Records from a dataset:
----------------

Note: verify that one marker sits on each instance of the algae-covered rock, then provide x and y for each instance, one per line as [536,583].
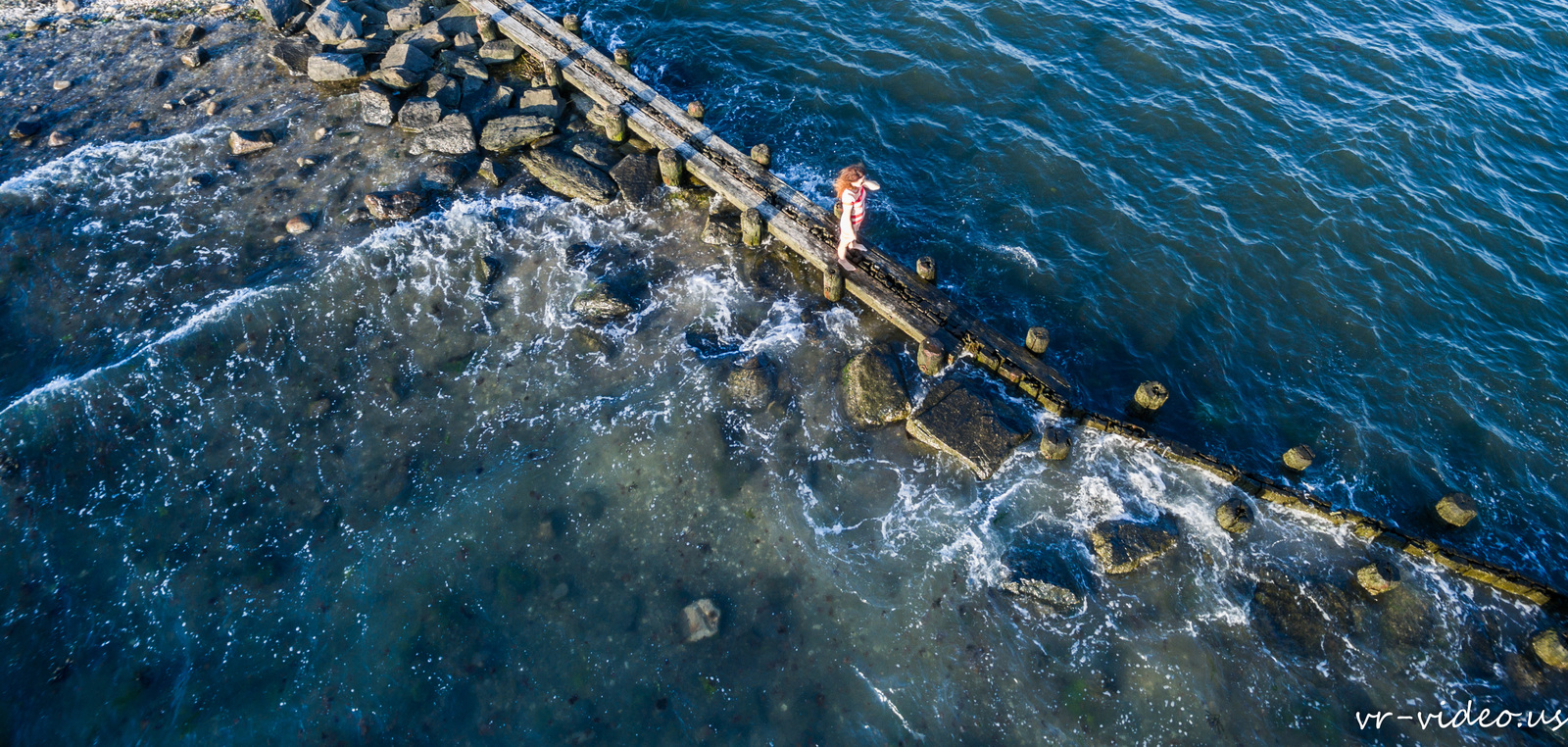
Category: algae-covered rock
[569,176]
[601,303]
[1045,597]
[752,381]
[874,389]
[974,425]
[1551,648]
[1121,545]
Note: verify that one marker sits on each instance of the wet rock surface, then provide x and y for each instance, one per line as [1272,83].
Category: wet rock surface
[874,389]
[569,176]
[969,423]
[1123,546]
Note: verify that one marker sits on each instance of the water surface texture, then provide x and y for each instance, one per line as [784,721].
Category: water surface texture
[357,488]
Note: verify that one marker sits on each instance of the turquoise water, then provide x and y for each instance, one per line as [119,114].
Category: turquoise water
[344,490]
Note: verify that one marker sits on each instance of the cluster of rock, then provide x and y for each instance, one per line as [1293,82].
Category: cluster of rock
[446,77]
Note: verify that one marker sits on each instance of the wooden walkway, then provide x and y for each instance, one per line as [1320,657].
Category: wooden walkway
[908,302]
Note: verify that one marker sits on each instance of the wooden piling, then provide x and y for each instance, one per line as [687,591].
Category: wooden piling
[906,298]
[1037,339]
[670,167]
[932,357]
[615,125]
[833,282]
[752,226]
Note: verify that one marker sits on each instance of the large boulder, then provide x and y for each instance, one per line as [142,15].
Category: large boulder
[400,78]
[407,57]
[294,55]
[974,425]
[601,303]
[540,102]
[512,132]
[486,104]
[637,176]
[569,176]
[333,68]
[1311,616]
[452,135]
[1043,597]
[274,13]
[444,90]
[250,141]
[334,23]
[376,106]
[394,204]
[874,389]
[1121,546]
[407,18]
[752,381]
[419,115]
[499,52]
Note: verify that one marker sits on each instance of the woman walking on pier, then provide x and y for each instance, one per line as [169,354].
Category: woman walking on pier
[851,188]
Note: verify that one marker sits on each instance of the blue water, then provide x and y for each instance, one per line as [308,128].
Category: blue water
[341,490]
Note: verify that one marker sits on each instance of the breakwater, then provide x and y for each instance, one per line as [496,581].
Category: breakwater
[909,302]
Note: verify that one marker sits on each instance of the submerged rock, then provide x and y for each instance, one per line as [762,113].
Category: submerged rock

----------------

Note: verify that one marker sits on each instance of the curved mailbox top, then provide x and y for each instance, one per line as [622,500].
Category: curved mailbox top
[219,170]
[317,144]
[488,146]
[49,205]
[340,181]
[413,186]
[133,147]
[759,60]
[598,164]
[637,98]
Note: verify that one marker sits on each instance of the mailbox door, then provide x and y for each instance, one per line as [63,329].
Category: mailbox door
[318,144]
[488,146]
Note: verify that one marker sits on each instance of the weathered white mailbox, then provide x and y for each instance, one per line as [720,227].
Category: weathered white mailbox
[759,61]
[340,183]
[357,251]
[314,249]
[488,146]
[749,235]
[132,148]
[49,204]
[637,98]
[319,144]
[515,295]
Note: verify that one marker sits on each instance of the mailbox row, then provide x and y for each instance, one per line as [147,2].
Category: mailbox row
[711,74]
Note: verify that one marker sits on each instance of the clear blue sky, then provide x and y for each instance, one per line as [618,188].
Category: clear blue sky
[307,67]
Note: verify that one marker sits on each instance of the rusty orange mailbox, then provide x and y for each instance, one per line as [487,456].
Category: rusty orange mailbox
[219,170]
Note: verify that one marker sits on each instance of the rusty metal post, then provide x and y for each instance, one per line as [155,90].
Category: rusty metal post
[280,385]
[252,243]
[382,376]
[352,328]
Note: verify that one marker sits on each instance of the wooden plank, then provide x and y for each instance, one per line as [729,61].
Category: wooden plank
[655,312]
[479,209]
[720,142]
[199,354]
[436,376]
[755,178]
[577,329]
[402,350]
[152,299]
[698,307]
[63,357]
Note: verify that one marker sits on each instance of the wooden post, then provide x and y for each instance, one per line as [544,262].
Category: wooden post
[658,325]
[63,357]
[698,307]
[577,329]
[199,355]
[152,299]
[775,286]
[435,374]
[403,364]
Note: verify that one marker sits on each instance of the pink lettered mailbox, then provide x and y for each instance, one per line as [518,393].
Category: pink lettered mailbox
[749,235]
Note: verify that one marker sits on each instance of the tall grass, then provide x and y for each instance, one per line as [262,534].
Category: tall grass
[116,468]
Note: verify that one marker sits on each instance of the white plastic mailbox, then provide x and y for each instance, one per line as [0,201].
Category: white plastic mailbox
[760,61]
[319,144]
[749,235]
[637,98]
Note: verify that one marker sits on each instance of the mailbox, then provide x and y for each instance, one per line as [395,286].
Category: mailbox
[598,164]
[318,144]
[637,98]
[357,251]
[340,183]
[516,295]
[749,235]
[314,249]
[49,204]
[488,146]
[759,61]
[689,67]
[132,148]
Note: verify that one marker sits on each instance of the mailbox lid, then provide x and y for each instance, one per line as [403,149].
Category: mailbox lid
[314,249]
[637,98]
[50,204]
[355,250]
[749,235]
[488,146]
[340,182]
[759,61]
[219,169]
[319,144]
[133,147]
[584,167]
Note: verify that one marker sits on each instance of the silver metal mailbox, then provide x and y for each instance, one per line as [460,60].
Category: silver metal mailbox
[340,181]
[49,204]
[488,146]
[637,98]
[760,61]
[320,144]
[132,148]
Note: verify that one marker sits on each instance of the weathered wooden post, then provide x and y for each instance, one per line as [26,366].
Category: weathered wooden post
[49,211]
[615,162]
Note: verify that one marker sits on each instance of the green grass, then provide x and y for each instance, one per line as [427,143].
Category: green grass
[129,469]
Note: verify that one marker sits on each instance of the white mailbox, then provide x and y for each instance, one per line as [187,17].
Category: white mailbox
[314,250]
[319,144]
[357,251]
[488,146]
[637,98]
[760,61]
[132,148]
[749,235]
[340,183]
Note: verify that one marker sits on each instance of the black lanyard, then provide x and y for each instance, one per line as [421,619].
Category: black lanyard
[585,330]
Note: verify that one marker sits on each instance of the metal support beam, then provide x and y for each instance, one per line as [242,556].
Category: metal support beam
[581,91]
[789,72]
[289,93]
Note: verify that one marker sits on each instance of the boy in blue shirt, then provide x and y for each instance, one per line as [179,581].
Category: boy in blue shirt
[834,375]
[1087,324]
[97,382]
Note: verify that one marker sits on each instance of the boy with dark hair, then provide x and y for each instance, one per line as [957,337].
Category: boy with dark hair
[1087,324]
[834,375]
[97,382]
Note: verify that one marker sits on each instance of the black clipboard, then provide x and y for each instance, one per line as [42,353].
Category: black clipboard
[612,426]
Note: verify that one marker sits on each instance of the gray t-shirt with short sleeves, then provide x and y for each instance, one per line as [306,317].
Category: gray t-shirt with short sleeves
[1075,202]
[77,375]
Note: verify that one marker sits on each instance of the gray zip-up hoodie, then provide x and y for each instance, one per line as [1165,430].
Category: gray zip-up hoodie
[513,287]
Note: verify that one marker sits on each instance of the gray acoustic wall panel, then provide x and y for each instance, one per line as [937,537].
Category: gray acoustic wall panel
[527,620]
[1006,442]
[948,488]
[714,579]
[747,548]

----------------

Exercise objective: Tally of lines with the word "submerged": work out how many lines in the records hold it, and give that number only.

Exercise answer: 2